REQUIRED ACTION: Transcribe every entry word for word.

Stored items from a collection
Start of Block
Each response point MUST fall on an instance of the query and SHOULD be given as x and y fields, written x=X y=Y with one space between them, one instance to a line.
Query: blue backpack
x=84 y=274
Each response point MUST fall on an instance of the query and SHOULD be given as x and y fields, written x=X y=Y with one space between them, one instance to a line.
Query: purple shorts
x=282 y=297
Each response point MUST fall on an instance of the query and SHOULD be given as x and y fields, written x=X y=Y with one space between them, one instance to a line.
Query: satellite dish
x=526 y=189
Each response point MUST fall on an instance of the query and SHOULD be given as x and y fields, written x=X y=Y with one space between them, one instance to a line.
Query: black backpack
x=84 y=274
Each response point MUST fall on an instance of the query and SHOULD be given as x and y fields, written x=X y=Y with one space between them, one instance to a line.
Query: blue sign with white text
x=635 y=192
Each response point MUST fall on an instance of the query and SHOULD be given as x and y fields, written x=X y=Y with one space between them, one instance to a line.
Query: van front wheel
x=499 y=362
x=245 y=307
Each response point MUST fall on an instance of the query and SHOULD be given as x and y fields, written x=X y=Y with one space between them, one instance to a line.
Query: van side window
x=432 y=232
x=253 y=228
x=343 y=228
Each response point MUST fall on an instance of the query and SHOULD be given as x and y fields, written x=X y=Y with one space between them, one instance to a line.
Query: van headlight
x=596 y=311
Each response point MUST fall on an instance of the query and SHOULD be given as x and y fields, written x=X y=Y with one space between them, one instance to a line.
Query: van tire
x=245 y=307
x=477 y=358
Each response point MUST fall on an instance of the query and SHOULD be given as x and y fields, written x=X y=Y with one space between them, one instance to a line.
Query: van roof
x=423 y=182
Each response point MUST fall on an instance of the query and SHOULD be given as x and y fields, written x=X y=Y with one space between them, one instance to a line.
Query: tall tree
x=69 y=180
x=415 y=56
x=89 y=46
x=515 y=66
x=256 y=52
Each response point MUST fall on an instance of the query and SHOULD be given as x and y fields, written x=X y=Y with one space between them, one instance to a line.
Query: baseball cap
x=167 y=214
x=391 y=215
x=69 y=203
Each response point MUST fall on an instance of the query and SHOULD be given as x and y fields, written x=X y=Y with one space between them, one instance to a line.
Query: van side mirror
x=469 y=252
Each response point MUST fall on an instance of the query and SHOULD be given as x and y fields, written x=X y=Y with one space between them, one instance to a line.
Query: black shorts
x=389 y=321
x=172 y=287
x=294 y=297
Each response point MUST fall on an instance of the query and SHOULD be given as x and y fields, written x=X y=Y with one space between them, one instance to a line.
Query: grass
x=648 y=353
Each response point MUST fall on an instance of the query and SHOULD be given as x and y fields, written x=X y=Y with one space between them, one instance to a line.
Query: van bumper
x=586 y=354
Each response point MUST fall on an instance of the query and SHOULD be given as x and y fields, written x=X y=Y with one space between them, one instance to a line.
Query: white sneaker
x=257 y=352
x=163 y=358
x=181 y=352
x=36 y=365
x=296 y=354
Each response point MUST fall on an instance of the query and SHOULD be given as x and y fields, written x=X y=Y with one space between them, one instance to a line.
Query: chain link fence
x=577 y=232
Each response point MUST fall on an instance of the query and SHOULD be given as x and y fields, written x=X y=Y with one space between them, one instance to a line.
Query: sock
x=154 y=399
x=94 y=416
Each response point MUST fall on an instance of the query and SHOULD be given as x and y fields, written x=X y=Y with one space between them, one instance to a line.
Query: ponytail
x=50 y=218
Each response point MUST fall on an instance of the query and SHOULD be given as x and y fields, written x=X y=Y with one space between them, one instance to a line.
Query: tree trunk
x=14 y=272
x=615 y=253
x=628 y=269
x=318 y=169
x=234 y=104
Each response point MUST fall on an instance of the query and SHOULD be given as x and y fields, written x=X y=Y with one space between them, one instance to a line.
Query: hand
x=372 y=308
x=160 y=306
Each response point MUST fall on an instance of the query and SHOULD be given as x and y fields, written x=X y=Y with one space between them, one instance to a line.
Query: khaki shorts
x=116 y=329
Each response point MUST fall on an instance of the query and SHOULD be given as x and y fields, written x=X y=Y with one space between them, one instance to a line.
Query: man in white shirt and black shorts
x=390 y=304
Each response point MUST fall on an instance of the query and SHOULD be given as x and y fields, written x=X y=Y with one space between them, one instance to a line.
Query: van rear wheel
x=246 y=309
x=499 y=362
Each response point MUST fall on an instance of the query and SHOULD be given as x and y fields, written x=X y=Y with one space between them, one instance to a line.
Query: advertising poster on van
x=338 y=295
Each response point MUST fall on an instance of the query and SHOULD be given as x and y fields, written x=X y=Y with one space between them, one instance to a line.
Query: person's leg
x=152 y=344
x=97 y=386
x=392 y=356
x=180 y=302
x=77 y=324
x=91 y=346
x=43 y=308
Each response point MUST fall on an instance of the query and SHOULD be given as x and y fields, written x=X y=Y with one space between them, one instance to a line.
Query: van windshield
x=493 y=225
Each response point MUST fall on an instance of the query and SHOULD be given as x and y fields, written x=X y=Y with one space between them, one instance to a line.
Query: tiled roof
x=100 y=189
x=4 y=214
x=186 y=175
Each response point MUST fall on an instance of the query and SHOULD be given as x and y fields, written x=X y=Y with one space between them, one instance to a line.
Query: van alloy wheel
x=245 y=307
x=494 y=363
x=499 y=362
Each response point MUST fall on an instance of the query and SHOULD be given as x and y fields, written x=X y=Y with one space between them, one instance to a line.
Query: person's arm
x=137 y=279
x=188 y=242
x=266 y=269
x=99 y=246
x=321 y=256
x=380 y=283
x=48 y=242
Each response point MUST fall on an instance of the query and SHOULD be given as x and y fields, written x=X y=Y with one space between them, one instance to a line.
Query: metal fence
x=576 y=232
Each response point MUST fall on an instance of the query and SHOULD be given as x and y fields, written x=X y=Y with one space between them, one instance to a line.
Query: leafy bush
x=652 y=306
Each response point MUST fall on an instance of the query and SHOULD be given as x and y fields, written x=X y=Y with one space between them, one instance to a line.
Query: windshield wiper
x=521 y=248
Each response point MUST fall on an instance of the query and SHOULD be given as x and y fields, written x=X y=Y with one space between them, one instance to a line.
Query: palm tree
End of Block
THE ANSWER:
Each response point MUST fall on an instance of the query and SHOULD be given as x and y fields, written x=X y=Y with one space between them, one instance to a line.
Query: blue backpack
x=84 y=274
Each response point MUST fall on an instance of the query and SHOULD be given as x and y fields, written x=X y=Y with one space between them, one instance to a line.
Query: purple shorts
x=282 y=297
Each response point MUST fall on an instance of the query and SHOULD be given as x and y fields, written x=X y=Y with one space between them, one instance to a line.
Query: satellite dish
x=526 y=189
Each response point MUST fall on an instance of the query and SHOULD be given as x and y fields, written x=X y=Y with one space between them, one instance to a line.
Query: black backpack
x=84 y=274
Each response point MUST fall on an instance of the query and SHOULD be given as x and y fields, written x=X y=Y with one space between them, one instance to a line.
Query: blue sign with white text
x=635 y=192
Each response point MUST fall on an instance of the query and SHOULD be given as x and y fields, written x=X y=Y with one space between them, one instance to a line.
Query: van front wheel
x=499 y=362
x=245 y=307
Each response point MUST fall on an instance of the query and SHOULD be given as x and y fields, written x=X y=Y with one space between them, one instance to a line.
Query: van side window
x=432 y=232
x=253 y=228
x=343 y=228
Each response point MUST fall on an instance of the query and SHOULD be given as x and y fields, written x=X y=Y with one space between them, one instance to a line.
Query: van headlight
x=596 y=311
Each response point MUST fall on an instance of the query and SHOULD be given as x and y fields, written x=X y=Y with one space between them, one instance to a line.
Query: van tire
x=245 y=307
x=477 y=358
Each response point MUST fall on an instance of the query and SHOULD be given as x and y fields, written x=X y=Y with one space between them, one instance to a line.
Query: van roof
x=423 y=182
Each response point MUST fall on an instance of the query and SHOULD be given as x and y fields, written x=X y=Y with one space between them, one instance to a line.
Query: tall tree
x=69 y=180
x=415 y=56
x=89 y=46
x=515 y=66
x=256 y=52
Each response point MUST fall on an instance of the query and SHOULD be given as x and y fields, written x=X y=Y with one space between them, one instance to a line.
Query: baseball cap
x=167 y=214
x=391 y=215
x=69 y=203
Each response point MUST fall on an instance of the query and SHOULD be given as x and y fields, written x=X y=Y with one space between them, one instance to a line.
Query: van side mirror
x=469 y=252
Each response point MUST fall on an instance of the query and SHOULD be given as x and y fields, written x=X y=Y with one space between them, one instance to a line.
Query: black shorts
x=389 y=321
x=172 y=287
x=294 y=297
Each response point MUST fall on an instance of the query and SHOULD be given as x and y fields, written x=X y=Y with one space between them, one instance to a line.
Query: grass
x=648 y=353
Each response point MUST fall on an instance of the query and SHOULD be given as x and y fields, written x=X y=Y with one space between them, one instance to a line.
Query: van bumper
x=586 y=354
Each response point MUST fall on an instance of the query and SHOULD be given as x and y fields, written x=X y=Y with one space between them, one instance to a line.
Query: white sneaker
x=257 y=352
x=163 y=358
x=181 y=352
x=36 y=365
x=296 y=354
Each response point MUST fall on an instance of the query and SHOULD be given as x and y fields, written x=X y=Y with one space between them, one instance to a line.
Query: chain link fence
x=577 y=232
Each response point MUST fall on an instance of the query and SHOULD be given as x and y fields, written x=X y=Y with one space between them, one instance to a line.
Query: sock
x=154 y=399
x=94 y=416
Each response point MUST fall on an instance of the query and SHOULD be given as x and y fields, written x=X y=Y with one space between them, one instance to a line.
Query: ponytail
x=50 y=218
Each response point MUST fall on an instance of the query and SHOULD be given as x and y fields, written x=X y=Y with one space between them, one instance to a line.
Query: tree trunk
x=14 y=272
x=615 y=253
x=628 y=269
x=318 y=169
x=234 y=104
Each response point MUST fall on an instance of the query and SHOULD be given as x and y fields, written x=X y=Y with one space between them, one instance to a line.
Query: hand
x=372 y=308
x=160 y=306
Each response point MUST fall on an instance of the query and SHOULD be given as x and y fields, written x=X y=Y with one space between them, one instance to a line.
Query: khaki shorts
x=116 y=329
Each response point MUST fall on an instance of the query and SHOULD be given as x and y fields, written x=X y=Y with one space between them, one instance to a line.
Query: man in white shirt and black shorts
x=390 y=304
Each response point MUST fall on an instance of the query and SHOULD be given as x and y fields, written x=X y=Y with one space between them, one instance to a line.
Query: van rear wheel
x=246 y=309
x=499 y=362
Each response point MUST fall on an instance of the query and SHOULD be given as x and y fields, written x=X y=Y with one space between them, one instance to a line.
Query: advertising poster on van
x=338 y=295
Each response point MUST fall on an instance of the query and SHOULD be given as x and y fields, written x=X y=Y with one space between them, one instance to a line.
Query: person's leg
x=152 y=344
x=97 y=386
x=392 y=356
x=180 y=302
x=77 y=324
x=91 y=346
x=43 y=308
Each response point MUST fall on an instance of the query and SHOULD be given as x and y fields, written x=X y=Y with one space between them, one instance to a line.
Query: van windshield
x=493 y=225
Each response point MUST fall on an instance of the query and SHOULD be given as x and y fields, written x=X y=Y with one space between them, one instance to a line.
Query: tiled roof
x=100 y=189
x=4 y=214
x=186 y=175
Each response point MUST fall on an instance of the query and SHOULD be given as x and y fields, written x=X y=Y with one space between them, one instance to a line.
Query: van alloy wheel
x=245 y=307
x=494 y=363
x=499 y=362
Each response point MUST fall on an instance of the query and SHOULD be given as x and y fields, written x=X y=Y with one space between them, one instance to a line.
Query: person's arm
x=137 y=279
x=188 y=242
x=266 y=269
x=99 y=246
x=321 y=256
x=380 y=283
x=48 y=242
Each response point MUST fall on an instance of the query and SHOULD be given as x and y fields, written x=X y=Y with one space between them, one instance to a line.
Query: metal fence
x=576 y=232
Each response point MUST fall on an instance of the query and SHOULD be given as x and y fields, written x=X y=Y with one space between them, one instance to a line.
Query: leafy bush
x=652 y=306
Each response point MUST fall on an instance of the query and SHOULD be given as x and y fields, written x=X y=Y with one space between them, one instance to a line.
Query: windshield wiper
x=521 y=248
Each response point MUST fall on an instance of the query and SHOULD be given as x and y fields, written x=X y=Y with one space between them, one instance to a line.
Query: palm tree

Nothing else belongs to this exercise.